▸ **SET TASK**
Change every "pointed arch" in the records to "arched opening" and give the lines again with nothing else altered.

>> begin INPUT FOR THIS TASK

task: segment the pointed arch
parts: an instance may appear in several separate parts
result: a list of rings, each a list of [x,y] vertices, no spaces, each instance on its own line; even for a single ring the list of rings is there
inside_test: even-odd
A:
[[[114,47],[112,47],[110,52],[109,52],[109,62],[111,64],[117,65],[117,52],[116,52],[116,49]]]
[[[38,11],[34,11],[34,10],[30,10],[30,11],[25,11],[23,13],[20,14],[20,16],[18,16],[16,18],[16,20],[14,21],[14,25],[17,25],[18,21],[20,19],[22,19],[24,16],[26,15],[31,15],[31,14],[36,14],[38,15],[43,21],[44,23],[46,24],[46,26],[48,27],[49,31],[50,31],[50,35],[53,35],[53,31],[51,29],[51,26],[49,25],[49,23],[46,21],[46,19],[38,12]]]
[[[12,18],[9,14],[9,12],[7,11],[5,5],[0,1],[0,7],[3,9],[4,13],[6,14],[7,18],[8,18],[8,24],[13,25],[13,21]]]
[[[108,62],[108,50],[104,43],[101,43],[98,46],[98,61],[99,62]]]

>> end INPUT FOR THIS TASK

▸ **EXERCISE SOLUTION**
task: segment the arched opening
parts: an instance may appear in several separate parts
result: a list of rings, each a list of [x,y] vertices, no spaces, each instance on its own line; even for a single ring the list of rings is there
inside_test: even-odd
A:
[[[114,47],[112,47],[110,52],[109,52],[109,62],[111,64],[117,65],[117,52],[116,52],[116,49]]]
[[[38,11],[34,11],[34,10],[30,10],[30,11],[25,11],[23,13],[20,14],[20,16],[18,16],[16,18],[16,20],[14,21],[14,25],[17,25],[18,21],[20,19],[22,19],[24,16],[26,15],[31,15],[31,14],[36,14],[38,15],[43,21],[44,23],[46,24],[46,26],[48,27],[49,31],[50,31],[50,35],[53,35],[53,31],[51,29],[51,26],[49,25],[49,23],[46,21],[46,19],[38,12]]]
[[[12,18],[9,14],[9,12],[7,11],[5,5],[0,1],[0,7],[3,9],[4,13],[6,14],[7,18],[8,18],[8,24],[13,25],[13,21]]]
[[[108,62],[108,50],[104,43],[101,43],[98,46],[98,61],[99,62]]]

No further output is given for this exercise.